Provided passage>

—————

Wednesday, July 29, 2020

Letters from a Stoic 11 - On the Blush of Modesty

On the Blush of Modesty

Seneca mentions several physical reactions people may have in certain situations; such as when they are speaking publicly.  These reactions may range from sweating to stammering to blushing.  He contends, that no matter what a person may try, they can never overcome these types of physical reactions.

The steadiest speaker, when before the public, often breaks into a perspiration, as if he had wearied or over-heated himself; some tremble in the knees when they rise to speak; I know of some whose teeth chatter, whose tongues falter, whose lips quiver. Training and experience can never shake off this habit; nature exerts her own power and through such a weakness makes her presence known even to the strongest.  I know that the blush, too, is a habit of this sort, spreading suddenly over the faces of the most dignified men. It is, indeed more prevalent in youth, because of the warmer blood and the sensitive countenance; nevertheless, both seasoned men and aged men are affected by it.

He later remarks that little can be done to remove these habits.

—————

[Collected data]
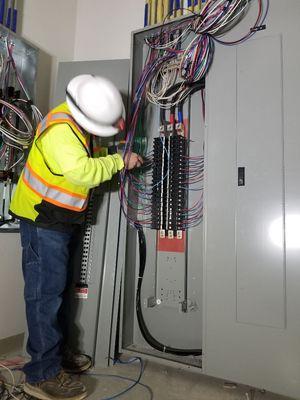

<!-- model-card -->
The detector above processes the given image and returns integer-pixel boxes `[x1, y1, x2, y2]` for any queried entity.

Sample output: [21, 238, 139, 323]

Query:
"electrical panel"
[0, 25, 42, 232]
[61, 0, 300, 398]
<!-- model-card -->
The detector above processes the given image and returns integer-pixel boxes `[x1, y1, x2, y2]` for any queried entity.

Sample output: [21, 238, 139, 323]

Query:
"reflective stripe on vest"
[23, 162, 88, 211]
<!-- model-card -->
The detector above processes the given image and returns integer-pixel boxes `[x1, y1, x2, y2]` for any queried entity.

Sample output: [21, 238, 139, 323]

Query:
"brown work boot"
[23, 371, 87, 400]
[62, 349, 92, 374]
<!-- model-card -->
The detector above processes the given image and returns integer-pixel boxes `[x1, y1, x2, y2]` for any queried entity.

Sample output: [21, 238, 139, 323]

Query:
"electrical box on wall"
[59, 0, 300, 398]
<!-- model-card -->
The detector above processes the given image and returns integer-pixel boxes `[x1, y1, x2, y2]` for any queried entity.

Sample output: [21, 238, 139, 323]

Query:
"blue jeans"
[20, 221, 73, 383]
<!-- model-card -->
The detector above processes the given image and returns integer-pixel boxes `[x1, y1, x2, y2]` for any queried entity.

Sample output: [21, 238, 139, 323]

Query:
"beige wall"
[0, 0, 144, 339]
[0, 0, 77, 339]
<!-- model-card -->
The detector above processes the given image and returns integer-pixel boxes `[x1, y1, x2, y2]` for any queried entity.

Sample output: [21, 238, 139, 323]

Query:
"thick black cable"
[135, 224, 202, 356]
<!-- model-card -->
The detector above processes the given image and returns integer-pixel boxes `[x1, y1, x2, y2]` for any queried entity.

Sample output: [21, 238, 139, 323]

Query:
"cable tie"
[250, 24, 267, 33]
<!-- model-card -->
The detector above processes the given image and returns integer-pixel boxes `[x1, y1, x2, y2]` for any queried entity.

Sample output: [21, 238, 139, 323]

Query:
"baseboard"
[0, 333, 24, 356]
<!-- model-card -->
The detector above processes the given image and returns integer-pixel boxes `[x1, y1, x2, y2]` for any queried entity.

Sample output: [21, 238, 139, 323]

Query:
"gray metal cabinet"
[203, 0, 300, 398]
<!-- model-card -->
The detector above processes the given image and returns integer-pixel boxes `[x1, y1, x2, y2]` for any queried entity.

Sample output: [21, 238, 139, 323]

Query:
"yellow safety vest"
[10, 103, 91, 221]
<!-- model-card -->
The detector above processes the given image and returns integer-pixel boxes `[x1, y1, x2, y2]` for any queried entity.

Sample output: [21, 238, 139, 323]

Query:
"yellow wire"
[156, 0, 164, 22]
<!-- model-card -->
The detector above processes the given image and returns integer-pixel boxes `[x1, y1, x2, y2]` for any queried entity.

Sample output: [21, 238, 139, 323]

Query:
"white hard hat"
[66, 75, 125, 137]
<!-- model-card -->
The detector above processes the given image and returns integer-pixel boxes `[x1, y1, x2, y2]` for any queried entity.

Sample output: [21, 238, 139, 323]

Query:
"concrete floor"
[81, 362, 291, 400]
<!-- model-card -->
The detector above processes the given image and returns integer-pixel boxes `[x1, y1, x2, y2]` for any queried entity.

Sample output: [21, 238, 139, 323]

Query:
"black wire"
[135, 224, 202, 356]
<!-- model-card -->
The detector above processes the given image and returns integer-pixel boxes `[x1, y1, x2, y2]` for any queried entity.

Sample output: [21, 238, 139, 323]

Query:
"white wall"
[0, 0, 144, 339]
[74, 0, 145, 61]
[19, 0, 77, 113]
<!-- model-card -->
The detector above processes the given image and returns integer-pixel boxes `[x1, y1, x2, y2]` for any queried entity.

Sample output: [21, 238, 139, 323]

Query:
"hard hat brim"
[66, 97, 119, 137]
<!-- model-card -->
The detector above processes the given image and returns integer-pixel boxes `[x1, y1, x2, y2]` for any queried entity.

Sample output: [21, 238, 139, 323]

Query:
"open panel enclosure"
[58, 0, 300, 398]
[120, 18, 205, 368]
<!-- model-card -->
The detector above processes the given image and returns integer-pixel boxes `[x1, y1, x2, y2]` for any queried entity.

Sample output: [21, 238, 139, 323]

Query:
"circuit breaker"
[56, 0, 300, 398]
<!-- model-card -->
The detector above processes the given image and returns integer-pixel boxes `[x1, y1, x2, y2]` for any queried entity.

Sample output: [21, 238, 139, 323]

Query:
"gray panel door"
[54, 60, 129, 366]
[204, 0, 300, 398]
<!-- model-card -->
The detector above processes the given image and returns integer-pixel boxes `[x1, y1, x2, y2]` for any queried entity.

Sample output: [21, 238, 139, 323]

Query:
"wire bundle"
[0, 37, 42, 171]
[120, 0, 269, 228]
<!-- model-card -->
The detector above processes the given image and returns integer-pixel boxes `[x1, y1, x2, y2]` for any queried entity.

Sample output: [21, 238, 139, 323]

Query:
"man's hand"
[124, 153, 144, 169]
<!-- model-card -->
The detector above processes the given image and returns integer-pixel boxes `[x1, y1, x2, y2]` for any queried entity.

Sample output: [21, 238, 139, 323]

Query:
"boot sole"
[62, 361, 93, 375]
[23, 384, 88, 400]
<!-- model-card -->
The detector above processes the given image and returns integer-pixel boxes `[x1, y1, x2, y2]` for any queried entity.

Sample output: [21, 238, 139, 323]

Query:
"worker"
[10, 75, 143, 400]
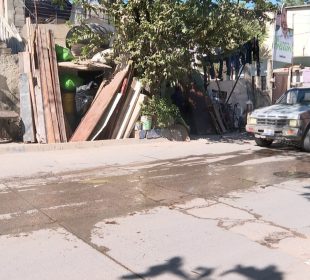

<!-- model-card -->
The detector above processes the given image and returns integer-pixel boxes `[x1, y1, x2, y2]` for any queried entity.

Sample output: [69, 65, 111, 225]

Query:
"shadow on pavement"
[121, 257, 284, 280]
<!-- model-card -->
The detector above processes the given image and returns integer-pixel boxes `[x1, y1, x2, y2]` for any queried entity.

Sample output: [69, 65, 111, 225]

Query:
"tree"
[63, 0, 275, 92]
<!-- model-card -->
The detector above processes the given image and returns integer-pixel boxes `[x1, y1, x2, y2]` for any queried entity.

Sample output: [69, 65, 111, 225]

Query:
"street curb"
[0, 138, 171, 154]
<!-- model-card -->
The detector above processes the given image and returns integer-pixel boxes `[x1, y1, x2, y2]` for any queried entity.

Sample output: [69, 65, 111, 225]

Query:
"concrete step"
[0, 48, 12, 55]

—————

Tasks for this exercise>
1. In the post on Seneca's letter about the blush of modesty, why is blushing said to be more common in youth?
2. Continue the post on Seneca's letter about the blush of modesty from its last sentence.

Task-by-task results>
1. Because of the warmer blood and the sensitive countenance of the young.

2.
Wisdom can never remove this habit; for if she could rub out all our faults, she would be mistress of the universe. Whatever is assigned to us by the terms of our birth and the blend in our constitutions, will stick with us, no matter how hard or how long the soul may have tried to master itself. And we cannot forbid these feelings any more than we can summon them.

In the spirit of sharing and transparency, I too fall under this category of which Seneca speaks.  In today's terms, we would call it social anxiety.  During high school, I usually never got nervous in public speaking forums or in social situations, such as parties or small group meetings, even with strangers.  But sometime in college, social anxiety began to get the best of me.  One of the earliest times I recall breaking into a sweat, was during a public speaking class I was taking.  I thought it was rare and a one-off.  But as I was presented with more opportunities to speak in public, I would feel my face get flush and I would break into a sweat.

On another occasion, I was teaching small class and I invited another teacher in the room to do a demo and I felt the heat of anxiety set in.  In this case, it was winter time, the classroom heater was on, and I was wearing a long-sleeve dress shirt and tie.  Once I broke a sweat, I got more anxious and it became incredibly uncomfortable.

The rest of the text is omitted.